>>
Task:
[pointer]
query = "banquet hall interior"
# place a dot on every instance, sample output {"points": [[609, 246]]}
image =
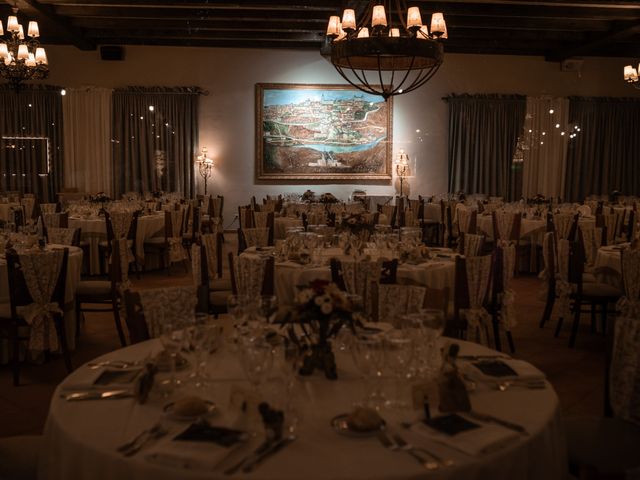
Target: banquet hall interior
{"points": [[319, 239]]}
<<
**Your task**
For this exercise, write the listing out again exactly, excluding all images.

**Task result**
Task:
[pointer]
query = "banquet hall interior"
# place a dot on every instance, sample output {"points": [[609, 246]]}
image =
Target: banquet hall interior
{"points": [[319, 239]]}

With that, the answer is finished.